Problem to work on
Everything in the listing below needs to be retyped exactly.

Dataset content
______________________________

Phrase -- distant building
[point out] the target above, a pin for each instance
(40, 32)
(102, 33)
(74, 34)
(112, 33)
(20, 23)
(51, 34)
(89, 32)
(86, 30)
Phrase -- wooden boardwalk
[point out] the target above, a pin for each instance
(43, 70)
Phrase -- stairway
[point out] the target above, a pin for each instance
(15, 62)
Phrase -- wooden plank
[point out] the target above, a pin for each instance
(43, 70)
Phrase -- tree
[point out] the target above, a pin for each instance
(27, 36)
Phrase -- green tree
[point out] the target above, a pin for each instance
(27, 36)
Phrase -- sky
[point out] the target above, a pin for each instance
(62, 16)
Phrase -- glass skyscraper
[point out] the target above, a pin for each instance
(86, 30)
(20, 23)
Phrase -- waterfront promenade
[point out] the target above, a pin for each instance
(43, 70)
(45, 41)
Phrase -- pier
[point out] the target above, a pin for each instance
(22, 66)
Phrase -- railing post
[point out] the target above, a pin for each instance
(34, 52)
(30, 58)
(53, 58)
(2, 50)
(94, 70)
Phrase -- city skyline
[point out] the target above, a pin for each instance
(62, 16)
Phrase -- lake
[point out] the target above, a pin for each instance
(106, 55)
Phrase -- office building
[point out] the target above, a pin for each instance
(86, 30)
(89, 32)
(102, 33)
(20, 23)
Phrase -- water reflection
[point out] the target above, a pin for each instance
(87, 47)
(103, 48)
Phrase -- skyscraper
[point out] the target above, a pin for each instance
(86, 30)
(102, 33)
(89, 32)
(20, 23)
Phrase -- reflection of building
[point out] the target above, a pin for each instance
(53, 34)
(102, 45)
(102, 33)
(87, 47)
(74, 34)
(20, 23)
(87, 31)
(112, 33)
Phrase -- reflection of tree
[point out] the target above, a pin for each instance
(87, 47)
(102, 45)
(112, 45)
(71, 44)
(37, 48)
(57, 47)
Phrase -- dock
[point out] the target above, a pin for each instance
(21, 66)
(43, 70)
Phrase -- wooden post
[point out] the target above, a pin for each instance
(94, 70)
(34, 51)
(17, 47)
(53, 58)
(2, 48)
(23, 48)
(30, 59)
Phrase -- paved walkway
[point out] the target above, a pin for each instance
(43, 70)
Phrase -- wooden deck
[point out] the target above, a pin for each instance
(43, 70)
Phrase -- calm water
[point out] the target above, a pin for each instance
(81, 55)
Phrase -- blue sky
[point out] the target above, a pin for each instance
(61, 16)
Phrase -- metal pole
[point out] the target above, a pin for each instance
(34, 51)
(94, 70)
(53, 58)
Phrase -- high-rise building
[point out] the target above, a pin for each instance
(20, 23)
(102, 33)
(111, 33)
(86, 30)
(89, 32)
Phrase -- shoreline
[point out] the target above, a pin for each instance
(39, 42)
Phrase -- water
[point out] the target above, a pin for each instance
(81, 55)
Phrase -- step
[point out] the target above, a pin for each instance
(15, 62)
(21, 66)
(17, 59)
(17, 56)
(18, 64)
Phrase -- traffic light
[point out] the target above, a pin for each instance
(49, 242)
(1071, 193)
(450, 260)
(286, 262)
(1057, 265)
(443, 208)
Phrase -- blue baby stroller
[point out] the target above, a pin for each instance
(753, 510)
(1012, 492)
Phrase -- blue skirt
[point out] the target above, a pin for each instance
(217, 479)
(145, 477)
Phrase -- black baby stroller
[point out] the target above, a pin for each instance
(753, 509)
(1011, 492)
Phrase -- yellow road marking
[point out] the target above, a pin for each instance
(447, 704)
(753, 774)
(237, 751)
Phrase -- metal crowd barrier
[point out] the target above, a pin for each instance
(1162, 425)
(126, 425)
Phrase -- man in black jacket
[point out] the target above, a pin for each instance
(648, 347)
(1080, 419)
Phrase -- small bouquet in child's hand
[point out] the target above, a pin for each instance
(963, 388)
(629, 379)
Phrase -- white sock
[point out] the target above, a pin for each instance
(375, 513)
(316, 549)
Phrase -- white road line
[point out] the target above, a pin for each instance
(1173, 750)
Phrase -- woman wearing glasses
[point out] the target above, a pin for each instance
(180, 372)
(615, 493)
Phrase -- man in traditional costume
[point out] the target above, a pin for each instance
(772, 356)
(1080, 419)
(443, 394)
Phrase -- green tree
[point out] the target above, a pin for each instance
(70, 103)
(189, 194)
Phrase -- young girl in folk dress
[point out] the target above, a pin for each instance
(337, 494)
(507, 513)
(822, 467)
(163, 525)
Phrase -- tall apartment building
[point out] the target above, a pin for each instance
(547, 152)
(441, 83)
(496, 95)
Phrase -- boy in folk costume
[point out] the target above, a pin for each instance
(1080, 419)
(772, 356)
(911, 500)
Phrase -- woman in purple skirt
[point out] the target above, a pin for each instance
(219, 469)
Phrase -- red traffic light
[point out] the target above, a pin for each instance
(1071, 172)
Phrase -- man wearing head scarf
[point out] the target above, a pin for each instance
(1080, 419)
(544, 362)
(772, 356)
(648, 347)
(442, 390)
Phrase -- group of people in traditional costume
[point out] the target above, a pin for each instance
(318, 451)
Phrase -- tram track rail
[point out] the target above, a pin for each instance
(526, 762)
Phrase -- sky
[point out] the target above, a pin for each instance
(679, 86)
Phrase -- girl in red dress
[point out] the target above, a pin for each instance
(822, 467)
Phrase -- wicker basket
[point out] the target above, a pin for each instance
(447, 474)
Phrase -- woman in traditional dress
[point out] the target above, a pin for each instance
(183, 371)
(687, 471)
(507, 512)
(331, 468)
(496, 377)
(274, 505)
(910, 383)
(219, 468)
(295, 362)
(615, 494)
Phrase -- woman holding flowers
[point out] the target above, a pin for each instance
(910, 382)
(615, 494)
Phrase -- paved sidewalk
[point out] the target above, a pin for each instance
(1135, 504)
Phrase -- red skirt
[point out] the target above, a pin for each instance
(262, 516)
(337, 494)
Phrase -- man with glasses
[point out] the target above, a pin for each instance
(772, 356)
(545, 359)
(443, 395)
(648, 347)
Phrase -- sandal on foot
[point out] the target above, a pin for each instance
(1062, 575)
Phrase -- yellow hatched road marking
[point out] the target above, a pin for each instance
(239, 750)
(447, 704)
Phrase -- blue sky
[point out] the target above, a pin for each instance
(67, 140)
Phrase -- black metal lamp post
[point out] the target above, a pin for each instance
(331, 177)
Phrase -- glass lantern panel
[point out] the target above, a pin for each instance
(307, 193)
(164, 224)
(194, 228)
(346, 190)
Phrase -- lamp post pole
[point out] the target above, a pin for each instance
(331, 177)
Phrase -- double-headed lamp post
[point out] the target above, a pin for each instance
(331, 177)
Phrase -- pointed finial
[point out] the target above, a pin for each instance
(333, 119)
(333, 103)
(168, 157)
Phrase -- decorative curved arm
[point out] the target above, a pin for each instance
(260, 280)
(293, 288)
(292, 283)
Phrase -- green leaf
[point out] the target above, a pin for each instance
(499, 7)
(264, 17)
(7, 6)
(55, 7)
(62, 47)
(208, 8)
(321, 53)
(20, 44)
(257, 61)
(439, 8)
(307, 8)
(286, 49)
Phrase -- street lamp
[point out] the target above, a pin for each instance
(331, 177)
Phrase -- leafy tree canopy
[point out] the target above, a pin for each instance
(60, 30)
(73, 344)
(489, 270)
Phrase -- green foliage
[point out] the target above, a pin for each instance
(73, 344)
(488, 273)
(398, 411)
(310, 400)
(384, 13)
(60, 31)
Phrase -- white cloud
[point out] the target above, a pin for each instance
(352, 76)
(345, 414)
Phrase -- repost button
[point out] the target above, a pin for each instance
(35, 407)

______________________________

Response below
Phrase -- distant building
[point out] the target above, a pin for each instance
(40, 32)
(102, 33)
(74, 34)
(112, 33)
(20, 23)
(51, 34)
(89, 32)
(86, 30)
Phrase -- wooden boardwalk
[point out] the target above, a pin for each instance
(43, 70)
Phrase -- stairway
[point out] the target above, a pin for each instance
(15, 62)
Phrase -- wooden plank
[point out] the target above, a pin for each instance
(43, 70)
Phrase -- tree
[point out] the target above, a pin for each instance
(27, 36)
Phrase -- green tree
[point out] the target above, a pin for each instance
(27, 36)
Phrase -- sky
[point out] the target above, a pin for each instance
(62, 16)
Phrase -- glass skyscraper
[point out] the target above, a pin for each instance
(86, 30)
(20, 23)
Phrase -- waterfront promenade
[point out] the target above, a pin for each instance
(43, 70)
(45, 41)
Phrase -- pier
[point out] the target above, a pin for each instance
(22, 66)
Phrase -- railing post
[point out] the target above, a pin for each instance
(34, 52)
(30, 58)
(53, 58)
(2, 50)
(94, 70)
Phrase -- city skyline
[point out] the target above, a pin for each instance
(62, 16)
Phrase -- lake
[point out] the target above, a pin for each instance
(106, 55)
Phrase -- office building
[point out] the target above, a pin for each instance
(86, 30)
(89, 32)
(102, 33)
(20, 23)
Phrase -- water reflection
[point out] the target above, a pin for each instance
(87, 47)
(103, 48)
Phrase -- skyscraper
[point out] the target above, a pin for each instance
(86, 30)
(102, 33)
(89, 32)
(20, 23)
Phrase -- reflection of building
[point out] the target above, a pin for each instance
(53, 34)
(102, 45)
(102, 33)
(87, 47)
(74, 34)
(20, 23)
(87, 31)
(112, 33)
Phrase -- reflection of tree
[point out] the target above, a pin for each instance
(87, 47)
(102, 45)
(112, 45)
(71, 44)
(37, 48)
(57, 47)
Phrase -- dock
[point out] the target above, a pin for each instance
(21, 66)
(43, 70)
Phrase -- wooden post
[point out] the target above, a pin for each instance
(94, 70)
(34, 51)
(17, 47)
(53, 58)
(2, 48)
(23, 48)
(30, 59)
Phrase -- paved walkway
[point out] the target above, a pin for each instance
(43, 70)
Phrase -- wooden deck
[point out] the target above, a pin for each instance
(43, 70)
Phrase -- calm water
[point out] the target above, a pin for each instance
(81, 55)
Phrase -- blue sky
[point out] the target above, a pin for each instance
(61, 16)
Phrase -- metal pole
[point out] the target above, a pin for each instance
(34, 51)
(94, 70)
(53, 58)
Phrase -- high-rise building
[point out] the target above, a pin for each instance
(20, 23)
(102, 33)
(111, 33)
(86, 30)
(89, 32)
Phrase -- shoreline
[point out] the target above, a pin for each instance
(39, 42)
Phrase -- water
[point out] the target above, a pin for each instance
(81, 55)
Phrase -- step
[point out] the target above, a pin for each instance
(15, 62)
(21, 66)
(17, 59)
(17, 56)
(18, 64)
Phrase -- traffic light
[point out] the target above, a pin for each instance
(49, 242)
(1071, 193)
(450, 260)
(286, 262)
(1057, 265)
(443, 208)
Phrase -- blue baby stroller
[point out] the target above, a pin for each instance
(753, 510)
(1012, 492)
Phrase -- blue skirt
[point out] the target above, a pin for each instance
(217, 479)
(145, 477)
Phrase -- black baby stroller
[point out] the target above, a pin for each instance
(753, 509)
(1011, 492)
Phrase -- yellow road marking
[point out] the target above, a pin for each instance
(447, 704)
(753, 774)
(237, 751)
Phrase -- metal crowd barrier
[point out] the target above, a pin for each instance
(1162, 425)
(126, 425)
Phrase -- man in black jacket
[point out] the target above, a pin for each instance
(648, 347)
(1080, 419)
Phrase -- small bouquet in child's hand
[point out] the target above, a pin for each instance
(963, 388)
(629, 379)
Phrase -- white sock
[point out] the target above, a pin for each instance
(375, 513)
(316, 549)
Phrase -- white road line
[point out] the target above, a pin for each instance
(1173, 750)
Phrase -- woman wearing glasses
[point out] the target above, a pin for each instance
(180, 372)
(615, 493)
Phrase -- man in traditional costume
[point out] the target above, a pin for each instance
(772, 356)
(1080, 419)
(443, 394)
Phrase -- green tree
[point out] the target above, a pin for each instance
(70, 103)
(189, 194)
Phrase -- young girl in folk dress
[point out] the target above, a pin for each instance
(337, 494)
(507, 513)
(822, 467)
(163, 525)
Phrase -- tall apartment building
[point out] the target above, a pin for each instance
(547, 152)
(441, 83)
(496, 95)
Phrase -- boy in folk costume
[point out] the target above, a pin for each instance
(1080, 419)
(772, 356)
(911, 500)
Phrase -- woman in purple skirt
[point out] the target above, a pin for each instance
(219, 469)
Phrase -- red traffic light
[point out] the target above, a pin for each instance
(1071, 172)
Phrase -- man wearing head scarf
[point out] the target above, a pin for each instance
(1080, 419)
(544, 362)
(772, 356)
(648, 347)
(442, 390)
Phrase -- group of people in traditional costume
[point out] the target above, a pin for each instance
(318, 451)
Phrase -- tram track rail
[point out] the target above, a pin for each instance
(526, 762)
Phrase -- sky
[point out] the target above, a pin for each instance
(679, 86)
Phrase -- girl in red dress
[point out] the target above, a pin for each instance
(822, 467)
Phrase -- wicker basket
[point out] the target above, a pin for each instance
(447, 474)
Phrase -- woman in traditional dress
[point out] the target above, a pin for each instance
(183, 371)
(687, 471)
(507, 512)
(331, 468)
(496, 377)
(274, 505)
(910, 383)
(219, 468)
(295, 362)
(615, 494)
Phrase -- woman holding flowers
[point out] the target above, a pin for each instance
(910, 382)
(615, 494)
Phrase -- paved sidewalk
[point out] the target above, a pin for each instance
(1135, 504)
Phrase -- red skirt
[point out] the target above, a pin for each instance
(262, 516)
(337, 494)
Phrase -- man with glasses
[point out] the target above, a pin for each instance
(772, 356)
(545, 359)
(443, 395)
(648, 347)
Phrase -- sandal on foot
[point out] the target above, a pin for each instance
(1062, 575)
Phrase -- yellow hatched road marking
[point out] the target above, a pin for each instance
(239, 750)
(447, 704)
Phrase -- blue sky
[point out] the target above, a pin for each instance
(67, 140)
Phrase -- black metal lamp post
[point out] the target above, a pin for each instance
(331, 177)
Phrase -- glass lantern panel
[point out] the target above, a pin for each instance
(307, 193)
(164, 224)
(194, 228)
(346, 190)
Phrase -- lamp post pole
[point out] the target above, a pin for each instance
(331, 177)
Phrase -- double-headed lamp post
[point out] the target above, a pin for each instance
(331, 177)
Phrase -- pointed finial
[point out] the target above, a pin for each instance
(333, 119)
(333, 103)
(168, 157)
Phrase -- decorative curved arm
[point out] the target above, a pin for each instance
(260, 280)
(293, 288)
(292, 283)
Phrase -- green leaf
[point out] the target above, a pin for each instance
(499, 7)
(264, 17)
(7, 6)
(55, 7)
(62, 47)
(208, 8)
(321, 53)
(20, 44)
(257, 61)
(439, 8)
(307, 8)
(286, 49)
Phrase -- street lamp
[point out] the target above, a pin for each instance
(331, 177)
Phrase -- leafy tree canopy
[point out] the target above, a pin for each instance
(60, 30)
(73, 344)
(489, 270)
Phrase -- green foliage
[point out] the target above, a pin for each instance
(73, 344)
(488, 273)
(398, 411)
(310, 400)
(384, 13)
(60, 31)
Phrase -- white cloud
[point out] the target above, a pin for each instance
(352, 76)
(345, 414)
Phrase -- repost button
[point out] the target above, a pin for each instance
(35, 407)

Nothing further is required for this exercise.